■ REQUIRED WORK ■
From the first line to the last, write out the records below exactly as they appear.

■ SOURCE INFORMATION ■

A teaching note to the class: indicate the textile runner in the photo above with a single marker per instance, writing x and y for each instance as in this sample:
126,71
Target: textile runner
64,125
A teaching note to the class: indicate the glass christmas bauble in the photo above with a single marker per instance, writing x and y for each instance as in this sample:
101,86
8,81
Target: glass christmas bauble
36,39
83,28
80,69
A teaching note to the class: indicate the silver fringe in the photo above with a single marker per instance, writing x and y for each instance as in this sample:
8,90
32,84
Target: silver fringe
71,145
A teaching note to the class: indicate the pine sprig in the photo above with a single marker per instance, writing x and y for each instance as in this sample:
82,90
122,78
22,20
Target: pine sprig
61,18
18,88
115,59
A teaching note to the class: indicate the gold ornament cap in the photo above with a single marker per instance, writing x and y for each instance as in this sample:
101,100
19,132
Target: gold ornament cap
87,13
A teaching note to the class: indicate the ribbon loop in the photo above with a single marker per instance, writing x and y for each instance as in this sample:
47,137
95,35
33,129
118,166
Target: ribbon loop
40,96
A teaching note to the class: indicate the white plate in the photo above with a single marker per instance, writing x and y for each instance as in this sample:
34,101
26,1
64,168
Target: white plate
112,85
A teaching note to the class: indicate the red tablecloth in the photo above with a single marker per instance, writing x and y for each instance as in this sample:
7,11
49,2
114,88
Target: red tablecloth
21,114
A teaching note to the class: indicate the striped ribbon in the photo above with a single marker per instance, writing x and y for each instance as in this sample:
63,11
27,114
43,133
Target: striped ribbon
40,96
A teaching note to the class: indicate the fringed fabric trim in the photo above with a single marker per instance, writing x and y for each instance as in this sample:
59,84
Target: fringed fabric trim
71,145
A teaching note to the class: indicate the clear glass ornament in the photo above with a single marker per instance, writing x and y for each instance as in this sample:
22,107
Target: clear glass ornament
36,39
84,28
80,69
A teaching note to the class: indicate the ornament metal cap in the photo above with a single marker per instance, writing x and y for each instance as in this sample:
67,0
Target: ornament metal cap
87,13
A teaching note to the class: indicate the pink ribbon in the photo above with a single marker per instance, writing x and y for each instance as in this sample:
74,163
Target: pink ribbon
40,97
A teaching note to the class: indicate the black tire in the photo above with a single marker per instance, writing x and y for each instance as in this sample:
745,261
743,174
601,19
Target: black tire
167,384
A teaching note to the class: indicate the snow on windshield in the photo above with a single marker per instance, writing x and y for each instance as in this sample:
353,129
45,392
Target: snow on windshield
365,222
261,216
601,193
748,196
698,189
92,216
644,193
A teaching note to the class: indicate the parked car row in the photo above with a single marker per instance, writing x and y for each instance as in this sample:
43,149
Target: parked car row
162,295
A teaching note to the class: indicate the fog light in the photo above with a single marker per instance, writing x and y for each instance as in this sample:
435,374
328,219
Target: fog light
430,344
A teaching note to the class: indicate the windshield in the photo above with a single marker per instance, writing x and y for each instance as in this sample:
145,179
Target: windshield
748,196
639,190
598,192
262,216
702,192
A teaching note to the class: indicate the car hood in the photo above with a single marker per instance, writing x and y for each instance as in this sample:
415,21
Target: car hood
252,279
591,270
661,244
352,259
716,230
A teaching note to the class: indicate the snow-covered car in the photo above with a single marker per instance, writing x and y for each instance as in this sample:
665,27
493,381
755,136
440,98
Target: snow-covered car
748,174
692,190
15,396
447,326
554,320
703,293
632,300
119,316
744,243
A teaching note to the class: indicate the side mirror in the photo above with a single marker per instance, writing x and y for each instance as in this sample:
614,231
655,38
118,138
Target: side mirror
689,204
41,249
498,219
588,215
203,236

■ RESPONSE AREA ■
A teaching note to the class: indicate the textile runner in the photo above with a single marker per instance, writing x and y for each instance as in this sample:
126,71
Target: textile runner
64,125
A teaching note to the class: indicate the glass christmas bauble in the photo above with a single marker per instance, writing x and y for each instance as in this sample:
101,86
8,81
Target: glass christmas bauble
36,39
83,28
80,69
A teaching note to the class: indicate the silver fringe in the photo above with a single marker per instance, writing x and y for each instance as in this sample:
8,90
32,84
Target: silver fringe
71,145
A teaching note to the class: indicate the pine sprig in the photo above with a single marker per instance, writing x and y for each instance as in this sample:
82,90
122,78
22,20
Target: pine sprig
61,18
18,88
115,59
A teaching note to the class: indicate the gold ornament cap in the photo above with a single marker per instance, writing x and y for each instance as in this sample:
101,100
19,132
Target: gold ornament cap
87,13
A teaching note to the class: indicate the ribbon loop in the photo above with a single marker per instance, writing x and y for each instance as in this sample:
47,137
95,35
33,129
118,166
Target: ribbon loop
40,96
A teaching note to the class: indicate the white plate in the photo above with a single marker per instance, writing x and y for each instance as in this sample:
34,101
26,1
64,168
Target: white plate
112,85
A teaching note to the class: indicate the red tablecloth in the photo above with a single marker per instance, writing x and y for each instance as in this sample:
7,11
49,2
114,88
Target: red tablecloth
21,114
A teaching note to the class: indicate the striped ribbon in the photo above with a single marker per instance, writing x and y for each instance as in this sample:
63,11
27,114
43,133
Target: striped ribbon
40,96
A teaching note to the class: indicate the fringed fabric trim in the photo above with a single marker per instance, writing x and y for each instance as in this sample:
59,84
Target: fringed fabric trim
71,145
A teaching note to the class: indicate the clear glass ornament in the photo above with a single marker per instance, writing x and y for each instance as in this sample:
22,107
Target: clear glass ornament
36,39
84,28
80,69
A teaching note to the class: indicate the ornament metal cap in the photo above with a single marker per instance, writing x and y for each instance as in this sample:
67,0
Target: ornament metal cap
87,13
A teaching note to the class: indicate the pink ribbon in the photo above with a single marker per instance, writing x and y for each instance as in this sample:
74,163
Target: pink ribbon
40,97
A teaching note to the class: indicate the black tire in the photo above with a single marker per instance, writing x and y for each instance as in this sample:
745,261
743,174
601,19
Target: black tire
167,384
A teaching note to the class: indicate the snow on windshield in the photo above with a single marker per instance, writing x and y for each instance as in this sample:
353,129
45,392
Target: snow on windshield
365,222
261,216
601,193
748,196
698,189
92,216
644,193
A teaching note to the class: indicate the parked car row in the photo above with a single marker per instance, writing x and y for each instance as in this sample:
43,149
Target: parked car row
162,295
A teaching note to the class: indicate the fog light in the photo above with a single marker per instance, writing x and y for each instance as in this sample:
435,374
328,219
Target: fog light
430,344
A teaching note to the class: indicate the windshield in the photo above with a single marker per instance, writing x and y for each instance as in this sample:
145,179
Target: windshield
748,196
639,190
598,192
262,216
702,192
A teaching note to the class: indicate the car hood in the photo above with a single marker per instance, writing x and y for each instance as in this sample:
415,21
Target: car hood
252,279
591,270
661,244
352,259
716,230
A teaching note to the class: indicate the snow-covered car in the photo above with a single marker per instance, writing x and y for each instance as in this sample:
665,27
493,381
755,136
440,98
Target: snow-covered car
748,174
692,190
15,396
447,326
554,320
703,293
632,300
119,316
744,243
A teaching note to the class: indicate the side mirror in the photo above with a single marker per instance, writing x and y for each instance as in this sample:
614,231
655,38
118,138
Target: side mirror
689,204
41,249
498,219
588,215
203,236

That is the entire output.